Document segment
§ §

Much of the impact crater along with the asteroid itself was vaporized and began to fall back to the earth as small glass spherules. “Those fish with the spherules in their gills, they’re an absolute calling card for the asteroid.”[3]
Chemical analyses of several of the spherules intombed in amber bear the same signature of the rock native to Chicxulub and the asteroid itself. All this in a twenty-four-hour day. A terrible, horrible, no good very bad day for planet earth.
Winds as if from a blast furnace charred forest land and thick clouds covered much of the planet for a decade or two, killing off most plant life. Sulphureous gasses and rain absorbed by the oceans killed much of the sea life. The few remaining dinosaurs had nothing to eat and their demise was assured within days. At that point the dinner bell for T. Rex and other carnivores was un-rung. They, too, starved. What a difference a day makes, indeed.
But in the aftermath, little burrowing and hibernating mammals and other small creatures survived the cataclysm. Seeds and spores of previous plant life soon germinated and within a century life found a way back.
We saw that scenario playout after Mount St. Helens erupted. Another horrific day. But a day in which all that had looked like the landscape of the moon was within years renewed in a carpet of green. In the twinkling of an eye as far as geological time goes. God works wonders to preform.
In the twinkling of the mind’s eye comes the revelation of a new creation. No, nothing to do with dead fish and dinosaurs or asteroids. The writer has a very different reality in mind – a day that will make an entirely new difference.
“I saw a new heaven and a new earth, for the first heaven and the first earth had passed away, and the sea was no more. And I saw the holy city, the new Jerusalem coming down out of heaven from God, prepared as a bride adorned for her husband.”
For John the Revelator, what, indeed, a difference a day made as he was translated to a seventh heaven to behold the mind of God.
Meanwhile, for us lowly mortals, we plod along, subject to time and chance. While we have no control over what extraterrestrial bodies may be careening towards earth, in some matters we have a choice. However, all is being made new even when we’re not in control. Asteroids are beyond my pay grade.
Don’t discount chance and opportunity. One day our youngest son got on the internet machine and arranged a date with a wonderful, young woman. And soon we will be headed off to meet our future in-laws. She is that beautiful object of our son’s heart of which Dinah Washington croons:
My yesterday was blue, dear
Today I’m a part of you, dear
My lonely nights are through, dear
Since you said you were mine
Yeah, they are smitten and we delight in the joy they have in one another. What a difference a day makes! A new heaven and a new earth. Gift of God.
Lately, events in Ukraine have caused my mind to dwell on things Russian. One of the books I read as a young fellow after having discovered the pleasures of good literature was Solzhenitsyn’s One Day in the Life of Ivan Denisovich.
Written in 1962, it was an extraordinary publishing event in the Soviet Union, revealing the massive injustices of Josef Stalin. Aleksandr Solzhenitsyn had spent time in the Soviet chain of Gulags in Siberia at hard labor himself. In this novel, he writes of one innocent prisoner, Ivan Denisovich Shukhov, sentenced to hard labor as a spy for having been captured by the Germans in WW II.
This short novel unfolds in the span of one single day of this prisoner, one day of a ten-year sentence. Though set in a labor camp, the work ends on a hopeful note. In that given day, he has secured sufficient food to sustain life. He has kept his integrity in his labor. He has acted as a decent human being to his fellow prisoners, and he has said his prayers to God. The narrator ends the story, noting that Shukhov has lived one of the 3,653 days of his sentence.

§ §

(Natural-language object grounding data)
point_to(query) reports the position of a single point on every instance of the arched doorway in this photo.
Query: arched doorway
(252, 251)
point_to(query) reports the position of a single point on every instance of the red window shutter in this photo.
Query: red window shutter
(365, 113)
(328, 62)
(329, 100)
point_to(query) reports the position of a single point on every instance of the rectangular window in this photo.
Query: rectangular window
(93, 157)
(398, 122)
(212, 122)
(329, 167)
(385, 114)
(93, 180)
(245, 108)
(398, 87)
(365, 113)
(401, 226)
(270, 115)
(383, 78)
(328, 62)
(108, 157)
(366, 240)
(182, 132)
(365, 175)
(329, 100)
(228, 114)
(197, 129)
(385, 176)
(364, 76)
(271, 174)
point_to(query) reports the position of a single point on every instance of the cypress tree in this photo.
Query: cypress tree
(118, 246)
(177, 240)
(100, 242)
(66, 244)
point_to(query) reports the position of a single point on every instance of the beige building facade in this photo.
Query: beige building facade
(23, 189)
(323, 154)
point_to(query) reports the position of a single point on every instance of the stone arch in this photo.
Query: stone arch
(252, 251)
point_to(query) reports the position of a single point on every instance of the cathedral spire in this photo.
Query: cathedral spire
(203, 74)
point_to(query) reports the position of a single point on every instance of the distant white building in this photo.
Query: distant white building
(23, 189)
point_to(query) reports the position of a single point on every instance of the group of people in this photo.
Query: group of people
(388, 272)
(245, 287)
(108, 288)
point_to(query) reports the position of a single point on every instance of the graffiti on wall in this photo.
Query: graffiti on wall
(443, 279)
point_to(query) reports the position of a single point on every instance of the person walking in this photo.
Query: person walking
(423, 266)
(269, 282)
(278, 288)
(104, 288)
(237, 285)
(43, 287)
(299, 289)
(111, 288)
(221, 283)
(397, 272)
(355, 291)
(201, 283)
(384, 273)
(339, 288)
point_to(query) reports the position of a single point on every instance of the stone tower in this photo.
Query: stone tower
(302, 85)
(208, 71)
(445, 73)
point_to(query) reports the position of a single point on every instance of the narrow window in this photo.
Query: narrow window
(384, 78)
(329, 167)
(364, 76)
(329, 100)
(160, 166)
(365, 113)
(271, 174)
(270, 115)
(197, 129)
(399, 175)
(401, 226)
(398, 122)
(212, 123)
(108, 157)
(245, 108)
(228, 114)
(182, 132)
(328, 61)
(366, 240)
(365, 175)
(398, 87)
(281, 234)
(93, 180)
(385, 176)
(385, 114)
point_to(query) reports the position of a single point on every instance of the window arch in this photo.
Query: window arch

§ §

To do
Please copy the passage of the essay on the asteroid and the new creation that opens with the words containing "But in the aftermath, little" and closes with "a way back.".

Completed exercise
But in the aftermath, little burrowing and hibernating mammals and other small creatures survived the cataclysm. Seeds and spores of previous plant life soon germinated and within a century life found a way back.